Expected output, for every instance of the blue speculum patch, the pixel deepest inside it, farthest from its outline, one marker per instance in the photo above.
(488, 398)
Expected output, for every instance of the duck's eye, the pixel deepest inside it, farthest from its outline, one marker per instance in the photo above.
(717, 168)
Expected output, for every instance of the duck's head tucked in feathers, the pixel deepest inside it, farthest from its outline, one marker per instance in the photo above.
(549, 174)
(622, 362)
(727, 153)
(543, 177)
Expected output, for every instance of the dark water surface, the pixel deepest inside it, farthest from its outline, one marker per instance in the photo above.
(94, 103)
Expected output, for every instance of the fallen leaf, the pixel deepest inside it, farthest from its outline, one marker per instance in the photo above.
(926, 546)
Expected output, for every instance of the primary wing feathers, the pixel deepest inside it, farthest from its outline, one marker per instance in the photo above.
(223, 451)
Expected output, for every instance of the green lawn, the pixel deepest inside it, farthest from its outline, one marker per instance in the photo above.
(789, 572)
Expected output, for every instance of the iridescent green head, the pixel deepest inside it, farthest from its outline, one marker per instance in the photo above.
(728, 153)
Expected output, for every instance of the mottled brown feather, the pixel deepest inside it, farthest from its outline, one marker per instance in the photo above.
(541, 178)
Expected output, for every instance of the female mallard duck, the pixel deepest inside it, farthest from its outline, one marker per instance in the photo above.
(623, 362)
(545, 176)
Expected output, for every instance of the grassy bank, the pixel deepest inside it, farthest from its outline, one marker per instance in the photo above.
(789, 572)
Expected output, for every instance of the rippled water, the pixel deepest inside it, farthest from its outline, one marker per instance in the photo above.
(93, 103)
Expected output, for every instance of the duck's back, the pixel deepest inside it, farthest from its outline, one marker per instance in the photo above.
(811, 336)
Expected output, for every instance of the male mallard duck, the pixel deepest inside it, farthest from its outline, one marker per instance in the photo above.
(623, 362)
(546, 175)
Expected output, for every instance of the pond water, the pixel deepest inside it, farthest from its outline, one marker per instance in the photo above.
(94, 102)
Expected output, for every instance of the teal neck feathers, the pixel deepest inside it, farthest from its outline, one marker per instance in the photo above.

----------------

### EXERCISE DIRECTIONS
Turn the entries from the line containing "Expected output, for every instance of the pond" through the end of the entries into a numbered list, one line per item, with both ends included and blank lines omitted.

### EXPECTED ANSWER
1. Expected output, for every instance of the pond water, the pixel deepest inside it, farthest from its outline, one marker per instance in the photo above.
2. (94, 102)
3. Expected output, for every instance of the teal neck feathers, the pixel deepest inside it, farthest from its outline, one marker per instance in the photo above.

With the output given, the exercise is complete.